======== Data section ========
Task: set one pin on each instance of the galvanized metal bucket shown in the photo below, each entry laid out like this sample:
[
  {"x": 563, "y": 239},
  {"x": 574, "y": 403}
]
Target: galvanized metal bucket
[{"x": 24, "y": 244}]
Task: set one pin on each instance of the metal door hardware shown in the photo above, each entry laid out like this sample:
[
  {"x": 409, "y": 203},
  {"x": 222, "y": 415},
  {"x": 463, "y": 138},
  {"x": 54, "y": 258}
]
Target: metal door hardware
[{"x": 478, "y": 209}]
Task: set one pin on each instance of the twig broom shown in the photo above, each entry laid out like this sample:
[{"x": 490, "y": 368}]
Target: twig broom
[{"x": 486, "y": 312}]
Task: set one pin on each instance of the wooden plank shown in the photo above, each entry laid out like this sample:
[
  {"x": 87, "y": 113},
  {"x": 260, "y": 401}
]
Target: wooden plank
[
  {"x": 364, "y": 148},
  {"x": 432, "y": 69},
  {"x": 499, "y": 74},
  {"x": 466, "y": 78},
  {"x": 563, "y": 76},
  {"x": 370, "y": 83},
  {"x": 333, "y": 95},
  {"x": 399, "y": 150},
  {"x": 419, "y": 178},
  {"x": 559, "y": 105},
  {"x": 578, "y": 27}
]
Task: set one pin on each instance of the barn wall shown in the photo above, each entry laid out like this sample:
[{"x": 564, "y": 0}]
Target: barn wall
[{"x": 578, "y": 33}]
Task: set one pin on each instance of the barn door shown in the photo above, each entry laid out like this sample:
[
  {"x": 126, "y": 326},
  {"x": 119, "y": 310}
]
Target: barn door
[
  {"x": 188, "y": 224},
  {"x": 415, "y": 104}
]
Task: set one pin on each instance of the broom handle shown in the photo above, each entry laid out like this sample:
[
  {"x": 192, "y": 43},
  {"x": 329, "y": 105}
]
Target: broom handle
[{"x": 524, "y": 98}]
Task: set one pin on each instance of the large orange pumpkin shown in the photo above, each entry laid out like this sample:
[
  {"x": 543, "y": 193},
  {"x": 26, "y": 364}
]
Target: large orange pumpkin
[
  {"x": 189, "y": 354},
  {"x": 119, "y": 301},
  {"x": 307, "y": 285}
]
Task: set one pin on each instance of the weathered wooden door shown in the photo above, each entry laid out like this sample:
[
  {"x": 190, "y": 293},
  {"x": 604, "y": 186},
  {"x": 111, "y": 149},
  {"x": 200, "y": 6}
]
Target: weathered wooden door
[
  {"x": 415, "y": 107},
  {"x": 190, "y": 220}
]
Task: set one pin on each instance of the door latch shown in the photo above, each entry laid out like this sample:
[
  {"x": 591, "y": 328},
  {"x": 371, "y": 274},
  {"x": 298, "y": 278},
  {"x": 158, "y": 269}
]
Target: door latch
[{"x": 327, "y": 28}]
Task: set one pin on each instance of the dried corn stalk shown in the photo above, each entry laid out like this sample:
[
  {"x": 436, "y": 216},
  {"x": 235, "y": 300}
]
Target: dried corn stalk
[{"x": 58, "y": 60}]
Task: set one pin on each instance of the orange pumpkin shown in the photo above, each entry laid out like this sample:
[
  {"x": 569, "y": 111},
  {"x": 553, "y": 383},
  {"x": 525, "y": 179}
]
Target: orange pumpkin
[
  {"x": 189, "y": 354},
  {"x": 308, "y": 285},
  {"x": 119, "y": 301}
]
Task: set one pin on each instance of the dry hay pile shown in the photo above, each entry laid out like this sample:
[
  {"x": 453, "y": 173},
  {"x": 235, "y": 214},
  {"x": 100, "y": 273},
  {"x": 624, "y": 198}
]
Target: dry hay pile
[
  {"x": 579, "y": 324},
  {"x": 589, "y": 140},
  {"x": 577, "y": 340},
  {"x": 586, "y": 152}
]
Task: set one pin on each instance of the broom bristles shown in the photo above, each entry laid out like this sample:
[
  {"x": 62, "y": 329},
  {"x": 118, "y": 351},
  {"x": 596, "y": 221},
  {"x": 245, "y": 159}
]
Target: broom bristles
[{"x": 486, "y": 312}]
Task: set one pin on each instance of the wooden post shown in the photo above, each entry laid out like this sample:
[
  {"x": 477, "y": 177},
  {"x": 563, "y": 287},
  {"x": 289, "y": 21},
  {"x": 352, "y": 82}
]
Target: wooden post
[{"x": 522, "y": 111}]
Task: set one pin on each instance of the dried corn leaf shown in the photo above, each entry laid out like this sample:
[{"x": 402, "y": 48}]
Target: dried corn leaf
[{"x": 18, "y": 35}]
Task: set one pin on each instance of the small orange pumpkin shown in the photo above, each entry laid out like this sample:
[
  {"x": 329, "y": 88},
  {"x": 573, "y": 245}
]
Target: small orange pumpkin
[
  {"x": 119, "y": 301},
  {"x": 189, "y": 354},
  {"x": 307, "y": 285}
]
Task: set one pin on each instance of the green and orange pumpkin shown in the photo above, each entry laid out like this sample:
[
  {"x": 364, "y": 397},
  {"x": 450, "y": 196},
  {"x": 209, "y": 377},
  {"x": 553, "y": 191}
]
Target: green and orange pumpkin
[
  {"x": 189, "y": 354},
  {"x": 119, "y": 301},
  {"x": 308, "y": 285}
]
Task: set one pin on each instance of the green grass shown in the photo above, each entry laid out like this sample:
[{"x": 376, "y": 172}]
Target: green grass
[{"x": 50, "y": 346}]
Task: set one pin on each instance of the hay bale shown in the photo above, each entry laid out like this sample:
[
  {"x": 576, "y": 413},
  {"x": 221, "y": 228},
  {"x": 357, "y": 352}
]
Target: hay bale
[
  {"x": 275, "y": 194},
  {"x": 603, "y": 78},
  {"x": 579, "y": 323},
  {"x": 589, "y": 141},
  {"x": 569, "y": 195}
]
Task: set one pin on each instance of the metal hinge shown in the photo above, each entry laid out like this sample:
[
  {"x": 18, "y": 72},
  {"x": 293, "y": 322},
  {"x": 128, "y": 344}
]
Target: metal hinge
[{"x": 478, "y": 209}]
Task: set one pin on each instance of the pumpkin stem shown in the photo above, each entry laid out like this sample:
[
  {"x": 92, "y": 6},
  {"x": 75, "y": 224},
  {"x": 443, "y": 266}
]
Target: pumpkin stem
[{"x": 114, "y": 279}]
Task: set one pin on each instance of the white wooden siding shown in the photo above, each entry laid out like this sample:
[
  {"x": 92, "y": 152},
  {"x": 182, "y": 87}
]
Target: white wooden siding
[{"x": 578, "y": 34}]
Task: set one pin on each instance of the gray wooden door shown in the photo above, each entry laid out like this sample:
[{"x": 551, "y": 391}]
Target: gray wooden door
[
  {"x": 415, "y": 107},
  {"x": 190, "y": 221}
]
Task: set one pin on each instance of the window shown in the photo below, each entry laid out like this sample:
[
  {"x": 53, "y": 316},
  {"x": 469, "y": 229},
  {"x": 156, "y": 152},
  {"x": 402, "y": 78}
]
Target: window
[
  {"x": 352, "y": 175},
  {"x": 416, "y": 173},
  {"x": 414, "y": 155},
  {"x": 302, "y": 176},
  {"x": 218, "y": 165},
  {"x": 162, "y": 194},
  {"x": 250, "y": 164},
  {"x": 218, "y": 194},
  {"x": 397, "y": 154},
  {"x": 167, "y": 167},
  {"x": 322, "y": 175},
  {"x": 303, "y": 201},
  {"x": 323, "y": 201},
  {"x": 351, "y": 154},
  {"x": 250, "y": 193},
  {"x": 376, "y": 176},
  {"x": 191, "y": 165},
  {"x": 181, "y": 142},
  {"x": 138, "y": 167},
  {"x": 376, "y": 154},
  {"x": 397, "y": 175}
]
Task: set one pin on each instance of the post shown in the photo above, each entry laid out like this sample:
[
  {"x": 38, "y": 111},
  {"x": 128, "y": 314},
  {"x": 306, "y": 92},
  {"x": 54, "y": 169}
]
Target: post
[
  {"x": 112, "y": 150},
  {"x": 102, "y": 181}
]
========
> Aim of the task: From the line containing "Task: set one pin on each instance of the pumpkin" down to the last line, reproduce the records exactly. Include both ends.

> The output:
Task: set one pin on each instance of the pumpkin stem shown in the photo above, each entry laid out like this sample:
[
  {"x": 92, "y": 6},
  {"x": 75, "y": 224},
  {"x": 443, "y": 266}
]
Target: pumpkin stem
[{"x": 114, "y": 279}]
Task: set one pin on each instance of the white wooden siding shown in the photo above, each entry laid out like this sample:
[
  {"x": 92, "y": 152},
  {"x": 182, "y": 87}
]
Target: white wooden siding
[{"x": 578, "y": 34}]
Task: set one pin on each instance of the gray wooden door shown in the photo above, each entry laid out like this sample:
[{"x": 551, "y": 391}]
Target: gray wooden door
[
  {"x": 415, "y": 107},
  {"x": 190, "y": 221}
]
Task: set one pin on each instance of the window shown in the photo below, each entry laid out like this sample:
[
  {"x": 53, "y": 316},
  {"x": 469, "y": 229},
  {"x": 156, "y": 152},
  {"x": 402, "y": 78}
]
Target: window
[
  {"x": 352, "y": 175},
  {"x": 416, "y": 173},
  {"x": 414, "y": 155},
  {"x": 302, "y": 176},
  {"x": 218, "y": 165},
  {"x": 162, "y": 194},
  {"x": 250, "y": 164},
  {"x": 218, "y": 194},
  {"x": 397, "y": 154},
  {"x": 167, "y": 167},
  {"x": 322, "y": 175},
  {"x": 303, "y": 201},
  {"x": 323, "y": 201},
  {"x": 351, "y": 154},
  {"x": 250, "y": 193},
  {"x": 376, "y": 176},
  {"x": 191, "y": 165},
  {"x": 181, "y": 142},
  {"x": 138, "y": 167},
  {"x": 376, "y": 154},
  {"x": 397, "y": 175}
]
Task: set one pin on each instance of the post shown in the photo above, each entry laid out like this sample:
[
  {"x": 38, "y": 111},
  {"x": 128, "y": 314},
  {"x": 306, "y": 92},
  {"x": 54, "y": 169}
]
Target: post
[
  {"x": 112, "y": 150},
  {"x": 102, "y": 181}
]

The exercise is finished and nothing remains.